### Selected passage:
How to Make a Decent Social Generalization
without triggering anyone and getting upset for no reason
One of the hot-button topics of modern, liberal thinking is the 'micro-aggression.' Micro-aggressions are subtle comments (or even facial expressions) delivered unconsciously that convey condescending bias against another group.
(
has a great discussion on micro-aggressions on her Substack if you want more detail). Think ‘condescension’ based on dated stereotypes.I'm sorry to report that unconscious bias is as old as humanity. It’s as old as social primate species. Chimpanzees display unconscious bias against neighboring troupes in the jungle. They tend to beat the sh*t out of them when they come near. And this chimp violence is NOT due to caffeine intake. They are defending territory.
Our massive, bone-shrouded imagination machines have a lot of cognitive work to do daily. So, we must prioritize what to ponder deliberately and what to do unconsciously. I'm pretty sure we would go mad if we consciously deliberated every actual behavioral option before us as each day unfolds.
So, we make assumptions. Unconsciously. To reduce the number of choices we make. Most of these choices involve hard-to-debate facts, like how to drive out of your neighborhood in a car safely. They become unspoken, habitual behaviors requiring no thought at all.
Social bias is a learned cognitive bias about another group's behavior patterns.
Social bias is the same process that leads some people to move to the other side of the street when approached by two young black men in hoodies. We have no evidence that wearing hoodies correlates with violent crime. Or that hoodies on African-American heads connect to any imminent threat. Racist people make these assumptions. They have visual biases based on skin color and other behavior patterns like body posture and clothing.
Our brain is filled with negative media representations, and racist family comments about young black males. And so most Americans learn to make an amygdala snap judgment about any young black male in a hoodie. 'What's the harm?, we say, 'We crossed the street quietly…just in case.' I once got into a heated argument with an older, middle-aged grad student at the University of Chicago in the 1990s about the disturbingly racist nature of this cross-the-street scenario. He remained unconvinced. After thirty minutes of back and forth, he didn’t budge. Avoiding black folk in hoodies was NOT racist.
Unconscious bias gets worse if we suffer from anxiety of any kind. We will tend to make damaging assumptions about strangers any day of the week. I know I do. So, I fight back and swallow those thoughts. And it doesn’t always work.
The plague of unconscious bias is based on a functional human trait, folks. This is the vantage point we must take when understanding how to make a social generalization. In a rapidly changing world, a helpful generalization from decades ago may persist in social gossip, media representations, and our heads. And become disastrous.
What is a Social Generalization?
We usually try to assign good/bad traits to individuals as we navigate our local areas. It happens unconsciously. As social animals, we put individuals into tribes we've learned about elsewhere, even if these assignments are inaccurate because the information we've received is horrendously biased (or made up).
Let's look at some examples of how we American goofballs generalize socially:
"He's homeless."
dirty clothes
dirty hair
standing at a major intersection
holding a cardboard sign
panhandling
"She's a 'working girl'"
wearing 6-inch high plastic heels
boobs on display
a short skirt
pacing up and down the sidewalk
near a low-priced motel
on 'that street.'
"He's a banker."

### Written instruction 1:
In the records, from the line with "Find the black" through the end of the records, substitute "dark leather boot" for "black leather boot" and reproduce those lines with everything else unchanged.
### Written instruction 2:
Extend the essay on social generalizations, picking up after its final line.

### Collected data entries:
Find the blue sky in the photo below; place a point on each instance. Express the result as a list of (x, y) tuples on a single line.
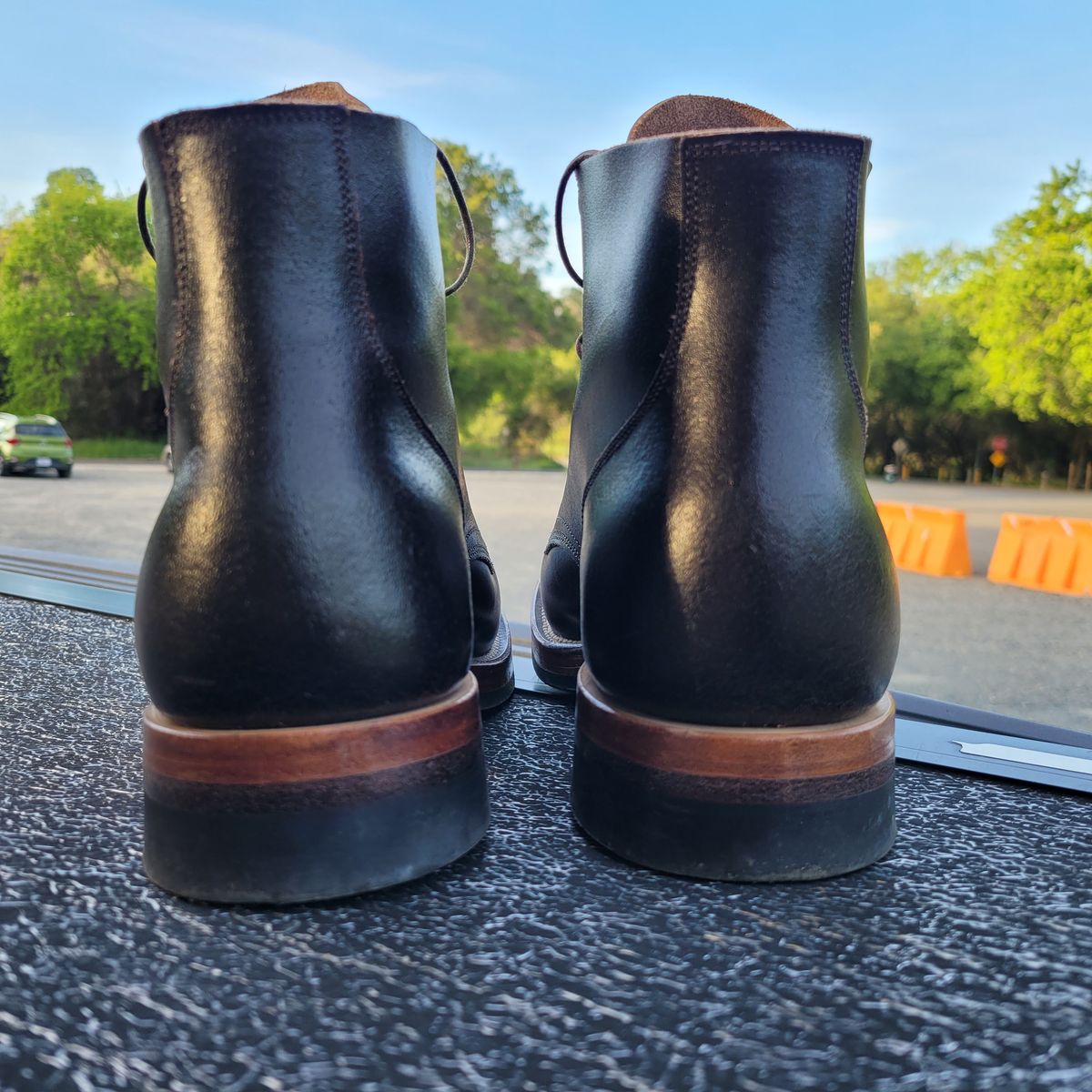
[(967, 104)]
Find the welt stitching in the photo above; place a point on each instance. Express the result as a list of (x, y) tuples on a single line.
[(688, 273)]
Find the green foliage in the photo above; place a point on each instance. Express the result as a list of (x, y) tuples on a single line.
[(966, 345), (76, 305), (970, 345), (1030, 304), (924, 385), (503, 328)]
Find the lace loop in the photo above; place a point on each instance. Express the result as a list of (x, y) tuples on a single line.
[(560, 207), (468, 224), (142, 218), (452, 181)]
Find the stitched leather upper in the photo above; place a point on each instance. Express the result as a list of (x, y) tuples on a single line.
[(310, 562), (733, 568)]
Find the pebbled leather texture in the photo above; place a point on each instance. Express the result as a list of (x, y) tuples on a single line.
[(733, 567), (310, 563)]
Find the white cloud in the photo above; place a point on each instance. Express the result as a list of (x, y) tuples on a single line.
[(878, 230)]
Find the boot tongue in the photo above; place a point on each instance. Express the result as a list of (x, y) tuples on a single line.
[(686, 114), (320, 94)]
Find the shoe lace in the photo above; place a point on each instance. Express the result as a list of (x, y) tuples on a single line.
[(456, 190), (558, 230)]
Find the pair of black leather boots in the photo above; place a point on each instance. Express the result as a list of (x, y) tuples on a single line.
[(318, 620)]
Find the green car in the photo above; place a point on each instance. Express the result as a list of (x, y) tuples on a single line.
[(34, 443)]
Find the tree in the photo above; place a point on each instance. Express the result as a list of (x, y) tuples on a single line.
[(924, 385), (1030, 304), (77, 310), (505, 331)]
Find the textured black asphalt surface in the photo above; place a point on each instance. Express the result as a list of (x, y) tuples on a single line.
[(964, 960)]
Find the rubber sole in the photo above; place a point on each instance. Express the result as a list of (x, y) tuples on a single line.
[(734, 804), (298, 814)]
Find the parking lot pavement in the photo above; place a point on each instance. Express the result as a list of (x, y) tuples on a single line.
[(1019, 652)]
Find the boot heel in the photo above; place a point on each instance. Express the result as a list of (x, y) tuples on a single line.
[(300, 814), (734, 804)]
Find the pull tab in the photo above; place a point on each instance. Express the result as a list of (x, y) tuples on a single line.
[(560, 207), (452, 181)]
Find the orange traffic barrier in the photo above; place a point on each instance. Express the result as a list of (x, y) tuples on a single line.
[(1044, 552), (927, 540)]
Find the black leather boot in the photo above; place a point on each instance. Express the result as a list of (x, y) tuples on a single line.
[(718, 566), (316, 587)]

### Output 1:
Find the dark leather boot in the photo above; place a point on each instance. Express the result as a list of (x, y) tuples on a single line.
[(718, 566), (316, 587)]

### Output 2:
driving BMW 700 series
wearing a dark suit
a stern, irritated look
angular face
We frequently place random strangers into 'tribes' using little more than their clothing, body language, and grooming. Since we are massively afraid of strangers AND so swamped and important (joke), we clearly can't be bothered to park and ask these random individuals a few basic open-ended questions (where we might learn the real tribes they fit into pretty quickly).
This drive-by approach is pretty accurate for most of us if we're just placing strangers into social classes (upper, middle, low). We're not that bad at this kind of simplistic amateur sociology. Except for my 80-year-old aunt, who thinks most of the middle class is working class based on the 'decline' in personal grooming she sees compared to, say, 1965 (!).
Seriously, though, what is a social generalization? It's assigning a behavioral attribute to all members of an identifiable social group. The behavior could be a stated moral belief, a clothing style, a gesture, or something as complex as a ritual (we Americans pay for ALL our ritual activities).
Humans engage in this generalizing behavior to reduce cognitive burden, plain and simple. The challenge in 2023, though, is that our society is not only more diverse than ever in terms of lifestyle expressions (in grooming, body movement, etc.), but it is also changing much more rapidly than in pre-modern times.
When humans experience intra-generational shifts in collective lifestyle patterns, anyone can get legitimately confused and make dated off-base assumptions. When social classes stop mixing, their behavior trends go un-tracked, and wrong assumptions are made. For example, working-class grooming and clothing habits have become very casual in the past 30-40 years, but this does not necessarily signal a specific decline in work ethic like it would to my late grandmother (born in 1906).
My Rules for Valid Social Generalizations in a Rapidly Changing World
So, without further ado, here's my recommended approach to making a valid social generalization in your everyday life.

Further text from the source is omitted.